◆ Task objective ◆
Copy the lines below word for word, leaving out the pictures.
================================
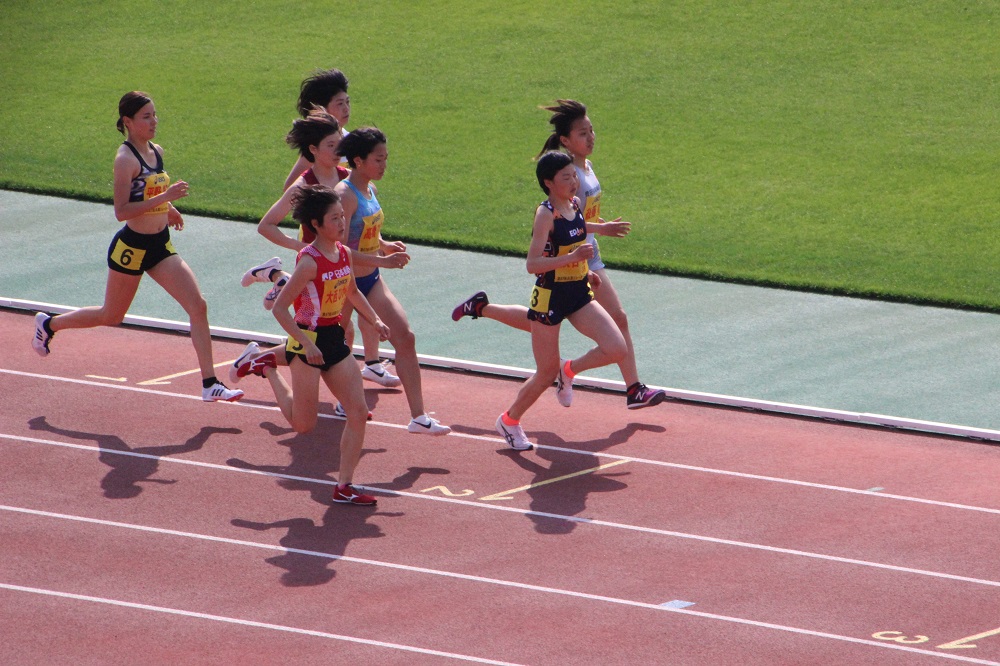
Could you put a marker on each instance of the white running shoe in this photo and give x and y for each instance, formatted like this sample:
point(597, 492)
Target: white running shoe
point(40, 343)
point(564, 386)
point(425, 425)
point(272, 295)
point(251, 350)
point(261, 272)
point(218, 391)
point(516, 439)
point(378, 373)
================================
◆ Final result ◆
Could you put a marker on each instance of the white running shoe in this photo and give x and y for each instance, formatted like this sample:
point(597, 492)
Target: white running shoe
point(40, 343)
point(564, 386)
point(425, 425)
point(272, 295)
point(251, 350)
point(261, 272)
point(218, 391)
point(516, 439)
point(378, 373)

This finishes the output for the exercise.